-- DATASET --
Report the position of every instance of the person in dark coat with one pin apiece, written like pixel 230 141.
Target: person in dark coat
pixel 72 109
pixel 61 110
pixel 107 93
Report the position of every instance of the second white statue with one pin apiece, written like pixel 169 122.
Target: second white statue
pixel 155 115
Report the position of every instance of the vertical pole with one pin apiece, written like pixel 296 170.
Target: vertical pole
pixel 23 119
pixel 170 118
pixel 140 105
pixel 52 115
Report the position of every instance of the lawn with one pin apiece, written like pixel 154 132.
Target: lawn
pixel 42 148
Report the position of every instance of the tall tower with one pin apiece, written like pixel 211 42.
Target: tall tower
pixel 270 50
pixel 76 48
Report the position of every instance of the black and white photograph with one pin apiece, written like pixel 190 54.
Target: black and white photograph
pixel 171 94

...

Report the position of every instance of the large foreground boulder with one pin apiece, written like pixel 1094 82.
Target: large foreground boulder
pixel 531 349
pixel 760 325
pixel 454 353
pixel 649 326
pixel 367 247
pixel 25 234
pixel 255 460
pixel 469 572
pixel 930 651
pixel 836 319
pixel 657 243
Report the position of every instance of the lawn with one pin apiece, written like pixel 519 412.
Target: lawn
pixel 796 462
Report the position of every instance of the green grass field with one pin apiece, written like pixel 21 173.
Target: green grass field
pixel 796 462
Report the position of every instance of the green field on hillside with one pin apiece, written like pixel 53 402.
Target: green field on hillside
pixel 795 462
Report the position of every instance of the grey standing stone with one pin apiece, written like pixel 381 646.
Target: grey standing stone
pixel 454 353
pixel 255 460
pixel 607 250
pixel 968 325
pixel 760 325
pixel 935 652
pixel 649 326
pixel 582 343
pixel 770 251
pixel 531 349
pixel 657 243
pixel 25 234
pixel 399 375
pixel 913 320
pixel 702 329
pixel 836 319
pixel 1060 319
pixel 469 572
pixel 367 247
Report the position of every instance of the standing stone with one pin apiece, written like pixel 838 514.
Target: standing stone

-- WHAT YOU HAVE TO DO --
Give the entries above as a JSON list of strings, one string per line and no blank lines, taking in everything from the line containing "Report the position of every instance of the black" down to the line containing "pixel 171 94", with both of those lines included.

-- OUTPUT BELOW --
[
  "Report the position of every instance of the black and white photograph with one pin apiece, written like pixel 190 54.",
  "Target: black and white photograph",
  "pixel 171 94"
]